== Text provided ==

===

On May 21, 1856, proslavery forces led by Sheriff Jones again attacked Lawrence, killing two men, burning the Free-State Hotel to the ground, destroying two printing presses, and robbing homes.
The Topeka Constitution, which was the first in order, was adopted by a convention of Free-Staters on November 11, 1855. It contained the Free-State principles of barring slavery in the future state of Kansas and excluding all free African-Americans from Kansas. The convention was unauthorized by the territorial or federal government, and although the constitution was approved by the people of the Territory at an election held on December 15, 1855, it was never accepted as a legal document.
The Lecompton Constitution was adopted by a Convention convened by the official pro-slavery government on November 7, 1857. The constitution would have allowed slavery in Kansas as drafted, but the slavery provision was put to a vote. After a series of votes on the provision and the constitution itself were boycotted alternatively by pro-slavery settlers and Free-State settlers, the Lecompton Constitution was eventually presented to the U.S. Congress for approval. In the end, because it was never clear if the constitution represented the will of the people, it was rejected.

===

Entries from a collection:
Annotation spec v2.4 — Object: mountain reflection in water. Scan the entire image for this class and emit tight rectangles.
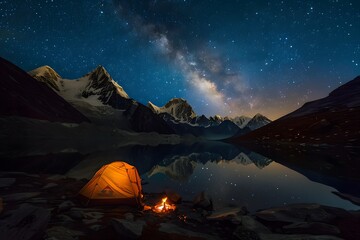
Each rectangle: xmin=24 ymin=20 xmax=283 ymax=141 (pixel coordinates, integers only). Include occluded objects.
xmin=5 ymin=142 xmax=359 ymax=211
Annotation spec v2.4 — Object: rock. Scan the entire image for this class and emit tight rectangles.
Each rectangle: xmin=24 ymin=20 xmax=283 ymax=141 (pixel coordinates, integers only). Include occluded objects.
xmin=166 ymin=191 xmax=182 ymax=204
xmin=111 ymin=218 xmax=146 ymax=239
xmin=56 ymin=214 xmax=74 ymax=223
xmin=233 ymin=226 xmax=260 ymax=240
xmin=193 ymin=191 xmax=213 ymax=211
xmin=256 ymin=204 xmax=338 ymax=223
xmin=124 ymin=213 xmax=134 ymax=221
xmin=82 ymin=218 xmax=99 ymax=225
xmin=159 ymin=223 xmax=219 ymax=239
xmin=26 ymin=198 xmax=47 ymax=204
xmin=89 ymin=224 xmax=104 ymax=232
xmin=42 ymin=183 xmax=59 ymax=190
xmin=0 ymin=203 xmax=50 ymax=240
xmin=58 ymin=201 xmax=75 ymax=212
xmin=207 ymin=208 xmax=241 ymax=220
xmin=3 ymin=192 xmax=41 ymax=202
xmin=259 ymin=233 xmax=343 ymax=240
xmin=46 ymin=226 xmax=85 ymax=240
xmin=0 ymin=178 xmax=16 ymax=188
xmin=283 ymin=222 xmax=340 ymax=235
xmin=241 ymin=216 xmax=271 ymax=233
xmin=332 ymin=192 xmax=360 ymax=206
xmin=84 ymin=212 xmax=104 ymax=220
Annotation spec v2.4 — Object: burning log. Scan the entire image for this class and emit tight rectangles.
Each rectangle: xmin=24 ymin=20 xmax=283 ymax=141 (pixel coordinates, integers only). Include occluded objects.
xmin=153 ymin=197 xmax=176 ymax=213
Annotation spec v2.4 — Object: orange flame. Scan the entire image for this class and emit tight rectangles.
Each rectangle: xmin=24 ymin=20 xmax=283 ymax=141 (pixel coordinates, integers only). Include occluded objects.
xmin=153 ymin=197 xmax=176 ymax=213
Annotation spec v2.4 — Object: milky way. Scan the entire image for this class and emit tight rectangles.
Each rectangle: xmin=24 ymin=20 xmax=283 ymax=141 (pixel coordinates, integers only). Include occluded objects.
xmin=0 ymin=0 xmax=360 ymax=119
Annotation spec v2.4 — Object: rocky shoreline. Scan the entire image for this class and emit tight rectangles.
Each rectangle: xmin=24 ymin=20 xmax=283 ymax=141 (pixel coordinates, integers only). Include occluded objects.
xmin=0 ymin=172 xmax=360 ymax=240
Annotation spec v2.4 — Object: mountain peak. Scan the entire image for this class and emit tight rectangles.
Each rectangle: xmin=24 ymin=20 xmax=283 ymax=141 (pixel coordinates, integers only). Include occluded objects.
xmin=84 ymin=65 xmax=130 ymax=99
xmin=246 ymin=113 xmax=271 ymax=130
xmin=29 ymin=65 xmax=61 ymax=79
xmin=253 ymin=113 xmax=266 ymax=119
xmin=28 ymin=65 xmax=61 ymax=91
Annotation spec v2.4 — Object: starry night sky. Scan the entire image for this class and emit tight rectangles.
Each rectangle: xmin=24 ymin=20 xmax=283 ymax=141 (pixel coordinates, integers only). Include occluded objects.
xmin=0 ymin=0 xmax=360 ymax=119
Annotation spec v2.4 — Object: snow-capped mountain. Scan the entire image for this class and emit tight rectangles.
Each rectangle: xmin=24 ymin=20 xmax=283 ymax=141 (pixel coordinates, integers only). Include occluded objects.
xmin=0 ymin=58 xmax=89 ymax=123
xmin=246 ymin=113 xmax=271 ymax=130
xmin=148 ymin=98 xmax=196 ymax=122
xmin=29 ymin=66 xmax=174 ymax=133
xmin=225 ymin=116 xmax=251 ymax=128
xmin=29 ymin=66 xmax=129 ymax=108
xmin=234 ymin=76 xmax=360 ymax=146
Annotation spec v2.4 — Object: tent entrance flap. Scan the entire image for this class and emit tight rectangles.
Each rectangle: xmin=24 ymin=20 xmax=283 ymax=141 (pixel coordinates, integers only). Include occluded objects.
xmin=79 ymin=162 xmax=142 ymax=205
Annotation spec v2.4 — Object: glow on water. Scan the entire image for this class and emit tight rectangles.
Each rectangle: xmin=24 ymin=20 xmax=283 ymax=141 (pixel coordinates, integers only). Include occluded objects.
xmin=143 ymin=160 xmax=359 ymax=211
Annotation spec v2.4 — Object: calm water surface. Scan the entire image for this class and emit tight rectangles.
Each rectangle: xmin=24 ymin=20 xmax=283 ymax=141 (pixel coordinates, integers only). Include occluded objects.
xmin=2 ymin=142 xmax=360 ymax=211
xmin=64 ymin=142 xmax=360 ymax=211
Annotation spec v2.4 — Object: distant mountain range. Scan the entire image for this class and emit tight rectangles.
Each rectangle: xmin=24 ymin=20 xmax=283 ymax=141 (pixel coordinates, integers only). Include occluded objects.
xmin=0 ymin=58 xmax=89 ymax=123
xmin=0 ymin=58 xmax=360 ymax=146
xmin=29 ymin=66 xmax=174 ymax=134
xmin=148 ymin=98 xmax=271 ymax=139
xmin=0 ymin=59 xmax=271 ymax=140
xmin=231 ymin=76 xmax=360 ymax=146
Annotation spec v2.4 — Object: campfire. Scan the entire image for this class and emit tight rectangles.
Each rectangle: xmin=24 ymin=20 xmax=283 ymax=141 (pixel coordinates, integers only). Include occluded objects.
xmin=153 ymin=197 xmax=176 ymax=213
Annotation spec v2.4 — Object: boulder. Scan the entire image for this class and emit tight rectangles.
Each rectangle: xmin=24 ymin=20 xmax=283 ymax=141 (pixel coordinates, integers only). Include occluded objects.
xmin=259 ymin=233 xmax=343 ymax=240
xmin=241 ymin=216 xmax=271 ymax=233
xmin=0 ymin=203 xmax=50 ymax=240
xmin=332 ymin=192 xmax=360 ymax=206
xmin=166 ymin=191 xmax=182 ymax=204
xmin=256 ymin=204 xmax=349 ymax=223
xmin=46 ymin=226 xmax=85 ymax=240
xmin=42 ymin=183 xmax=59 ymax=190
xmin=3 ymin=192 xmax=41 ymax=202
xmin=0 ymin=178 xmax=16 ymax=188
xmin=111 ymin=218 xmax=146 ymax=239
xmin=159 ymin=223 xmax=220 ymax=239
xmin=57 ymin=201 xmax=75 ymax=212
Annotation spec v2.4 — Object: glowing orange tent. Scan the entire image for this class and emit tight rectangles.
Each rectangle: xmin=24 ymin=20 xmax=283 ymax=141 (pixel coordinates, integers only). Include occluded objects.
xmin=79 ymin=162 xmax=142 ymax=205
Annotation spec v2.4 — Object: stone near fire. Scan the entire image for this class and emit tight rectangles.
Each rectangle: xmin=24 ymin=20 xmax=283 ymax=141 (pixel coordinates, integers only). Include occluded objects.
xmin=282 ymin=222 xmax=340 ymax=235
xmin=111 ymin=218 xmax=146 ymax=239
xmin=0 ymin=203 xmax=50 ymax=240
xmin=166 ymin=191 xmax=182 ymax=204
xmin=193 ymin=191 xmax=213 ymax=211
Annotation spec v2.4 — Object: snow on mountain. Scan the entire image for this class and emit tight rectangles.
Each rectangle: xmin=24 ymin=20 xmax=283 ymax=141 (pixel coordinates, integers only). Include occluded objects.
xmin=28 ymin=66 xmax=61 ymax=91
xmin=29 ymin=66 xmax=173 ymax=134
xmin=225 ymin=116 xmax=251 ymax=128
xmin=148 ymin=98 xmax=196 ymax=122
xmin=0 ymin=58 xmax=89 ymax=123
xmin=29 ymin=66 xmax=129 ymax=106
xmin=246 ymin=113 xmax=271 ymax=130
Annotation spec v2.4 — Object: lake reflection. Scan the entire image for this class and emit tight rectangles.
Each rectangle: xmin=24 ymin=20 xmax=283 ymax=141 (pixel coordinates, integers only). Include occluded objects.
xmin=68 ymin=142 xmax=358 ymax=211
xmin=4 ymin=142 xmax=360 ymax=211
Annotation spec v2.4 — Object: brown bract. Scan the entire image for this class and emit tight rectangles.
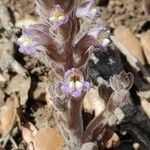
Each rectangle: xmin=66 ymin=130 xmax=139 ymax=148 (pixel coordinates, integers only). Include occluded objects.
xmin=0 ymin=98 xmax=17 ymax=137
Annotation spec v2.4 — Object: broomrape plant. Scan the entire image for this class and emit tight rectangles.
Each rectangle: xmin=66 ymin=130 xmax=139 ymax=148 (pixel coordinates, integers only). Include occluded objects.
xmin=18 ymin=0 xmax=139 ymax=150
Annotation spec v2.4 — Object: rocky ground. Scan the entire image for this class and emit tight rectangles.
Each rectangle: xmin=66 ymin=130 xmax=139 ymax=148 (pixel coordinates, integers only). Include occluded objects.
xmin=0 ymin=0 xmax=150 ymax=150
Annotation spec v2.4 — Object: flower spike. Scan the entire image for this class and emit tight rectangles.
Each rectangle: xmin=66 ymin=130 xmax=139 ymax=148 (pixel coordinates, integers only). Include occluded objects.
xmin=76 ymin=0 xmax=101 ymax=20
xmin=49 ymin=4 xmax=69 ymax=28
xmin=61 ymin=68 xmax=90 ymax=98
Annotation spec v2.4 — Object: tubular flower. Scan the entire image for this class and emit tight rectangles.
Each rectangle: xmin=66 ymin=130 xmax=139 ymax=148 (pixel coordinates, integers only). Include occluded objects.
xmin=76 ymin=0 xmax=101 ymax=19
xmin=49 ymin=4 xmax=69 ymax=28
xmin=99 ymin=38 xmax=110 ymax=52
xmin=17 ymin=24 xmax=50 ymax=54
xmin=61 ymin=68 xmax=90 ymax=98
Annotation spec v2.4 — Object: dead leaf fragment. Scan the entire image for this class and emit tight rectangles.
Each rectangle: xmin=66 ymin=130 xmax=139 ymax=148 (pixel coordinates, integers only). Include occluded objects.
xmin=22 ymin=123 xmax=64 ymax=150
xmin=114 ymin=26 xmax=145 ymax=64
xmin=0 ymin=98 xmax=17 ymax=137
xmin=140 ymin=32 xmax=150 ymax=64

===

Recast the paragraph that starts "The Topeka Constitution" in the Kansas Territory text as a short bulleted list that keeps its main facts. The listing is not needed for any of this work.

== Task response ==
- First in order; adopted by a convention of Free-Staters on November 11, 1855.
- Barred slavery in the future state of Kansas and excluded all free African-Americans.
- The convention was not authorized by the territorial or federal government.
- Approved by the people of the Territory in an election on December 15, 1855, but never accepted as a legal document.